WHAT IS NEEDED: Each entry below should be reproduced character for character.

Records from a collection
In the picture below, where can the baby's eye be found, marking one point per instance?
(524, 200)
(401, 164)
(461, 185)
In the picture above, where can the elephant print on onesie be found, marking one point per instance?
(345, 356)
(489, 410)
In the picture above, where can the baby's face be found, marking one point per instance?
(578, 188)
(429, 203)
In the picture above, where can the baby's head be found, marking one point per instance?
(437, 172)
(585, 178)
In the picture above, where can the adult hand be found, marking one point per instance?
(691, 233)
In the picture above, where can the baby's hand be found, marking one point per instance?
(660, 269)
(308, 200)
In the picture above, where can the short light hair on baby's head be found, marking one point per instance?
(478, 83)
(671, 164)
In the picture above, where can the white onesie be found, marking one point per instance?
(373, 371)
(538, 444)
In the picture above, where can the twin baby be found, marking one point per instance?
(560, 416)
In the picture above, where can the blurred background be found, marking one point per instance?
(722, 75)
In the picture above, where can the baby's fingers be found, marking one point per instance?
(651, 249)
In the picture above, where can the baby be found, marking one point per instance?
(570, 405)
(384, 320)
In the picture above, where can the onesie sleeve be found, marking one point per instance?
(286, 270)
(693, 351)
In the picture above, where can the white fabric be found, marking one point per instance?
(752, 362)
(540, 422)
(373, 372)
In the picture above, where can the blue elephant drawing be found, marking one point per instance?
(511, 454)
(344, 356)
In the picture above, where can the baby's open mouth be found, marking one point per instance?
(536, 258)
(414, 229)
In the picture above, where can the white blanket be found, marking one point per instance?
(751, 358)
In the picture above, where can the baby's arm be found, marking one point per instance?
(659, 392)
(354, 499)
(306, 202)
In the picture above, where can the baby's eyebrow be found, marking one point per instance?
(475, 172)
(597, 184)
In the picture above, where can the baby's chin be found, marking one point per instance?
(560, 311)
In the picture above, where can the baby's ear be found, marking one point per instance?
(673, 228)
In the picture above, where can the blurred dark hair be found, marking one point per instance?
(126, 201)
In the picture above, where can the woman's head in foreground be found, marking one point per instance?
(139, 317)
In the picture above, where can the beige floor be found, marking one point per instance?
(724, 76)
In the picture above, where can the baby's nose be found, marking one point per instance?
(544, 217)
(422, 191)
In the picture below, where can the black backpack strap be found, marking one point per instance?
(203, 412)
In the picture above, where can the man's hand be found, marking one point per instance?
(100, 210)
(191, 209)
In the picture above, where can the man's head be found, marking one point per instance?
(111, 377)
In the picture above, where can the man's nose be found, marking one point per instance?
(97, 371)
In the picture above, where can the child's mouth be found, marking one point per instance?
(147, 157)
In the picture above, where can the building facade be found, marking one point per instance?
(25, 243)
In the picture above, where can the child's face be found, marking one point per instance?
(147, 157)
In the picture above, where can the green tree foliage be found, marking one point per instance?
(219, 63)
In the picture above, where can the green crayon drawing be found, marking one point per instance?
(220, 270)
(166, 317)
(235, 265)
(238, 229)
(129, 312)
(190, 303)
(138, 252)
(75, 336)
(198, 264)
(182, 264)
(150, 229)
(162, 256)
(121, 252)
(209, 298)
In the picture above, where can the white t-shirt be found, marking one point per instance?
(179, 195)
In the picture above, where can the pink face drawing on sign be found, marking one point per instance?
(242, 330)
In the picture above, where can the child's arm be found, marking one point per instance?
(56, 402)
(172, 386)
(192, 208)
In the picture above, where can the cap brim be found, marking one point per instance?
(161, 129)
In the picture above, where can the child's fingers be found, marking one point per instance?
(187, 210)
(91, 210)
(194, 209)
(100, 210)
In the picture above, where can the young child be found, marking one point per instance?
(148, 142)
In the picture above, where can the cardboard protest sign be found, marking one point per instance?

FINISHED ANSWER:
In the picture below, where can the baby's eye be found, marking one point per instance?
(524, 200)
(401, 164)
(461, 185)
In the picture above, where can the elephant print on onesie be found, marking one point per instance?
(345, 356)
(489, 410)
In the picture above, where can the baby's face be found, marking one point per instance?
(578, 188)
(429, 203)
In the picture above, where can the baby's head be found, marking one point per instance?
(437, 172)
(585, 178)
In the picture above, where can the adult hand be found, marking one point per instance?
(691, 233)
In the picture above, where can the baby's hand be found, marking one point per instance?
(660, 269)
(308, 200)
In the picture above, where can the short light hair on baby's head be found, marking one point per instance?
(478, 83)
(671, 164)
In the picture above, where can the white onesie be found, marking one point per instance?
(373, 371)
(538, 444)
In the picture above, where can the twin baby be found, marking one point per instance?
(560, 416)
In the picture above, where can the blurred background be found, marking one point per instance?
(722, 75)
In the picture above, where can the baby's fingers be found, marking one point per instance?
(651, 249)
In the picture above, where can the baby be found, marking one point per instance?
(570, 405)
(384, 320)
In the picture above, where can the onesie sleeve be found, marking one point per instance?
(286, 270)
(693, 351)
In the picture above, where can the white fabric be found, marking one point per instance?
(752, 362)
(540, 422)
(373, 372)
In the picture above, where can the blue elephant drawing be found, marking one point per instance?
(511, 454)
(344, 356)
In the picture above, where can the baby's open mouth be found, marking one point per instance?
(536, 258)
(414, 229)
In the picture above, where can the white blanket be found, marking one point per instance?
(751, 358)
In the picture above, where can the baby's arm be found, marking one point per instance?
(659, 392)
(354, 499)
(306, 202)
In the picture above, where can the baby's eyebrow be found, marking one point per instance?
(475, 172)
(597, 184)
In the picture above, where can the baby's chin be found, marking one point per instance?
(560, 311)
In the picture above, where can the baby's ear be found, marking one point per instance?
(673, 228)
In the picture above, where can the blurred dark hair be found, marking one point per instance?
(126, 201)
In the picture above, where can the woman's head in foreground be found, marking one point per instance?
(139, 317)
In the picture above, where can the beige floor be found, marking one point per instance?
(724, 76)
In the picture above, where can the baby's nose be found, marking one point per instance?
(544, 217)
(422, 191)
In the picture below, where can the black backpack strap be found, marking one point per instance?
(203, 412)
In the picture above, where can the man's hand be found, marking one point per instance?
(100, 210)
(191, 209)
In the picture above, where can the man's head be found, marking one point per instance?
(111, 377)
In the picture above, where can the man's nose be found, marking one point per instance?
(97, 371)
In the picture above, where can the child's mouth be found, marking one point per instance?
(147, 157)
In the picture above, where can the building facade be found, marking one point per instance?
(25, 243)
In the picture above, where can the child's face be found, marking one point per instance?
(147, 157)
In the picture above, where can the green tree foliage be found, marking one point per instance?
(219, 63)
In the picture above, where can the green crayon drawing be found, marking one point per instance?
(220, 270)
(166, 317)
(235, 265)
(238, 229)
(129, 312)
(190, 303)
(138, 252)
(75, 336)
(198, 264)
(182, 264)
(150, 229)
(162, 256)
(121, 252)
(209, 298)
In the picture above, where can the white t-shirt be found, marking one point per instance?
(179, 195)
In the picture above, where can the pink face drawing on sign be found, marking one point per instance?
(242, 330)
In the picture above, where can the child's arm be found, marking one point per instance?
(56, 402)
(172, 386)
(192, 208)
In the picture above, where can the cap brim be found, marking one point per instance?
(161, 129)
In the picture above, where can the child's fingers be found, marking one point per instance?
(187, 210)
(91, 210)
(194, 209)
(100, 210)
In the picture above, where can the young child be found, marking one point per instance?
(148, 142)
In the picture above, where can the cardboard protest sign be found, marking one point per instance?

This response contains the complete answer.